● **Short exercise A**:
Decide whether each statement below agrees with the text on Tanzanian mining law. For each, answer yes or no and quote the words from the text that settle it. (i) The Mining Local Content Regulations were introduced in 2019. (ii) The Mining Regulation cancelled retention licences issued prior to January 10, 2018. (iii) The 51% local ownership requirement was lowered to 20% in 2019.
● **Short exercise B**:
Reproduce the text on Tanzanian mining law from "The initial changes" to "CEO Warren Beech.".

++++ Extracted text ++++

However, recent amendments to mining legislation show that the late President John Magufuli was attempting to address the concerns of foreign investors while protecting Tanzania’s interests. Magufuli’s passing should not have any short- to medium-term impacts on the strategy which Tanzania adopted under his leadership.

The initial changes to mining legislation resulted in a more restrictive operating environment and increased government control. Among the changes was the Natural Wealth and Resources (Permanent Sovereignty) Act of 2017, the Natural Wealth and Resources (Review and Re-Negotiation of Unconscionable terms) Act of 2017 and the Written Laws (Miscellaneous Amendments) Act of 2017.

“These laws essentially provided government with powers to review and require renegotiation of previous mining arrangements and agreements, concluded by government and mining companies,” says law firm Beech Veltman CEO Warren Beech.

“At the stroke of a pen, any stability arrangements that mining companies had, could be revoked and renegotiated.”

The changes also included stipulated minimum requirements for State participation with a free carried inte rest, and royalties were significantly increased.

Causes for concern among investors were the changes that required disputes to be addressed locally and denying international companies the right to refer disputes to international arbitration, while the Mining Regulation unilaterally cancelled retention licences issued prior to January 10, 2018.

“Retention licences are an important mechanism by which mining companies retain the right to mine, at a future date, in accordance with the mining company’s planned life-of-mine,” explains Beech.

“The cancellation of retention licences effectively meant that the mining companies were stripped of their right to mine vast reserves in the future,” he adds.

Another change is the requirement of mandatory listing of mining companies on the Dar es Salam Stock Exchange as a means of unlocking investment. If it is unable to facilitate capital raising, it can impact on prospecting and projects, as well as on the development of mines.

However, the amendments made in 2019 were an attempt to address investor concerns. The Mining Local Content Regulations, introduced in 2018, required companies to be 51%-owned by Tanzanian citizens.

This was amended to 20% in 2019, which, combined with other amendments, made it moderately easier for foreign companies to operate in Tanzania.

A focus of Magufuli during his election campaign was resource nationalism; this resulted in legislative changes aimed at implementing such polices upon his election.

Many measures were aimed at securing benefits through “mechanisms such as banning of exports of unprocessed ores, increasing royalties and increasing the beneficial interest in mining companies”.

Beech adds that “meeting the demands of resource nationalism often creates an unstable investment environment, which can be mitigated only by a very deliberate strategy to create stability through clear policies and mineral laws”.

++++ Records ++++

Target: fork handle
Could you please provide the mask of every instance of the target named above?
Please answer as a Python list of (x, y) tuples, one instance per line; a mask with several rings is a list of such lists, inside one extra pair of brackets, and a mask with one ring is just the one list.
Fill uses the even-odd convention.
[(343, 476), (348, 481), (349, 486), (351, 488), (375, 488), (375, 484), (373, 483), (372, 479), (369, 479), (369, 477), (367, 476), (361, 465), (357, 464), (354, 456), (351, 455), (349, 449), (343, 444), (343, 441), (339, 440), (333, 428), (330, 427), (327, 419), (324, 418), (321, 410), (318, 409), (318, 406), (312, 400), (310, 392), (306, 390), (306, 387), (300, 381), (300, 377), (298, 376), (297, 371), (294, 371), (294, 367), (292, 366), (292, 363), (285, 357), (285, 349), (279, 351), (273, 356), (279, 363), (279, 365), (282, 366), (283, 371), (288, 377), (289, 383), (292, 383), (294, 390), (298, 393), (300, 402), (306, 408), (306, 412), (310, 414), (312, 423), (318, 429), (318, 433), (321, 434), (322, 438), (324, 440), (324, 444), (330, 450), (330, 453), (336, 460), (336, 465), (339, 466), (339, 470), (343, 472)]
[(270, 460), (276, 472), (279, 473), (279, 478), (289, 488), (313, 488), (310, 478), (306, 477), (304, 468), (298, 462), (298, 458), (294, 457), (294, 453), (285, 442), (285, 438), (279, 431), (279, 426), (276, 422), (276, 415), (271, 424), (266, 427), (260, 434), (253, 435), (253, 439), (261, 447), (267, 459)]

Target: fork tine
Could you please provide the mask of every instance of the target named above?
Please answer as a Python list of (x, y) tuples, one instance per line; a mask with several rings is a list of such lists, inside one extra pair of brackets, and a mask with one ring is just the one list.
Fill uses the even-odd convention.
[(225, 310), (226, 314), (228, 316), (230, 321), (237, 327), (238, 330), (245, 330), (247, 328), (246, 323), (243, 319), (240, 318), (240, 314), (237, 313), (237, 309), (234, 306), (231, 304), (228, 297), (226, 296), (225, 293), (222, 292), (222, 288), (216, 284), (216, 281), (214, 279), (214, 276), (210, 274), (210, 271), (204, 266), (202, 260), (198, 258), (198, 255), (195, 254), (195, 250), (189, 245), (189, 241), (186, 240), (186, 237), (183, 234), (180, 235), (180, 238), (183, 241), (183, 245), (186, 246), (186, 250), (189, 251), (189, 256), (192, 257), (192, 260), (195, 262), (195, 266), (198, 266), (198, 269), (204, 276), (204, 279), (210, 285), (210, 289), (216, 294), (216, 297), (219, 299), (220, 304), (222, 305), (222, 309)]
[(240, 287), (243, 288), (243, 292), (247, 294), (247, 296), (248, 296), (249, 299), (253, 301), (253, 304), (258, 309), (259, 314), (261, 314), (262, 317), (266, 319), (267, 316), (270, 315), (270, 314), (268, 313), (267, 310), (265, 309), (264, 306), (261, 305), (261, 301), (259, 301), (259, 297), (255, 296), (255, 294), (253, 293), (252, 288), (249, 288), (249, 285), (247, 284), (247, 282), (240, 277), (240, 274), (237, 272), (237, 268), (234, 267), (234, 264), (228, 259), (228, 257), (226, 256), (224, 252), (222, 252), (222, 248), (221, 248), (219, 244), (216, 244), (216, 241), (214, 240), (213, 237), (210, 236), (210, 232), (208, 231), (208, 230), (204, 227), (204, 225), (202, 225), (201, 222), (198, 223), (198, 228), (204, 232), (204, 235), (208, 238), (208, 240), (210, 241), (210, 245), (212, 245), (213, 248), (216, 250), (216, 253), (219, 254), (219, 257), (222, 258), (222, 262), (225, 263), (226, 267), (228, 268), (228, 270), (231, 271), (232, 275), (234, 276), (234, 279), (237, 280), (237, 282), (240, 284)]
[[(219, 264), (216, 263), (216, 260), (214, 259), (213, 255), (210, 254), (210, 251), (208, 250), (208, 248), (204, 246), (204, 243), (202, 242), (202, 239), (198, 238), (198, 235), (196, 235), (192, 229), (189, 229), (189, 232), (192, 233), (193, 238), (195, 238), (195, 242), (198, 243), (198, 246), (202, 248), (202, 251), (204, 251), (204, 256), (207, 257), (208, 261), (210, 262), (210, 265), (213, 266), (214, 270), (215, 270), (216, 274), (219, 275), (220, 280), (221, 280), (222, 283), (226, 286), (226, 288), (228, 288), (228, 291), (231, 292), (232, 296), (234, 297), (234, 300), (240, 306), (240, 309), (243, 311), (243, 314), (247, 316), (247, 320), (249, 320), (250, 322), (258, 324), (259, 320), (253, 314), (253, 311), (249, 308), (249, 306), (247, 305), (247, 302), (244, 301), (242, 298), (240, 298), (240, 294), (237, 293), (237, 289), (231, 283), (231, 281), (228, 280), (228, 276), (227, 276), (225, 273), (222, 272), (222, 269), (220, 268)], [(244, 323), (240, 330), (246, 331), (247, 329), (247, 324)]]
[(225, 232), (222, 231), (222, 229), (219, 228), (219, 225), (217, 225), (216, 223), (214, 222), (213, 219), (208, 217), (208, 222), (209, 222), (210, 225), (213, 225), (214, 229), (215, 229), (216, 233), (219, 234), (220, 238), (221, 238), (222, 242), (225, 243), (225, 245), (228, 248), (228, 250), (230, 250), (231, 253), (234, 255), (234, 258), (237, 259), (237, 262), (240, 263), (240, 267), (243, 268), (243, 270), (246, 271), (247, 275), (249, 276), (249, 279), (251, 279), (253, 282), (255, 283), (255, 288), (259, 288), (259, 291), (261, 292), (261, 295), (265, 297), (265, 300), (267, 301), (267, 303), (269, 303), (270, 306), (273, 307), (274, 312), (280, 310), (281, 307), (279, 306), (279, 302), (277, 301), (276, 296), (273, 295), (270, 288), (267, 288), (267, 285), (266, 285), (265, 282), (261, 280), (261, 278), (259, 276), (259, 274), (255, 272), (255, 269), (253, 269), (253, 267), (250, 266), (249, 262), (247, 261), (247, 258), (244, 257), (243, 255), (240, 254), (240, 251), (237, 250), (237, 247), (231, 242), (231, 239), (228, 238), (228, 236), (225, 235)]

++++

● **Written response A**:
(i) No: "The Mining Local Content Regulations, introduced in 2018"
(ii) Yes: "the Mining Regulation unilaterally cancelled retention licences issued prior to January 10, 2018"
(iii) Yes: "This was amended to 20% in 2019"

● **Written response B**:
The initial changes to mining legislation resulted in a more restrictive operating environment and increased government control. Among the changes was the Natural Wealth and Resources (Permanent Sovereignty) Act of 2017, the Natural Wealth and Resources (Review and Re-Negotiation of Unconscionable terms) Act of 2017 and the Written Laws (Miscellaneous Amendments) Act of 2017.

“These laws essentially provided government with powers to review and require renegotiation of previous mining arrangements and agreements, concluded by government and mining companies,” says law firm Beech Veltman CEO Warren Beech.